> Data shown:
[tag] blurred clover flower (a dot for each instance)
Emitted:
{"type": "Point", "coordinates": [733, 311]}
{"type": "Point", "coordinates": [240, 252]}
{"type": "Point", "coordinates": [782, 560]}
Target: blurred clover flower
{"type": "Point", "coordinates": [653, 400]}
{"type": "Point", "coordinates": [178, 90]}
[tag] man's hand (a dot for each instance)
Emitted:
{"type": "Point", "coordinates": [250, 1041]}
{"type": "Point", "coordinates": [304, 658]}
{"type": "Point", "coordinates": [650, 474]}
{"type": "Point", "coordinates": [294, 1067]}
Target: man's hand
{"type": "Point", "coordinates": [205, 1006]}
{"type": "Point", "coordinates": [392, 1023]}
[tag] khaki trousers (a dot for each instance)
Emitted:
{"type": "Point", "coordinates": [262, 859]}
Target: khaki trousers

> Work required: Each line above that contains the word "trousers" should be counted, and only the total given.

> Worked solution: 2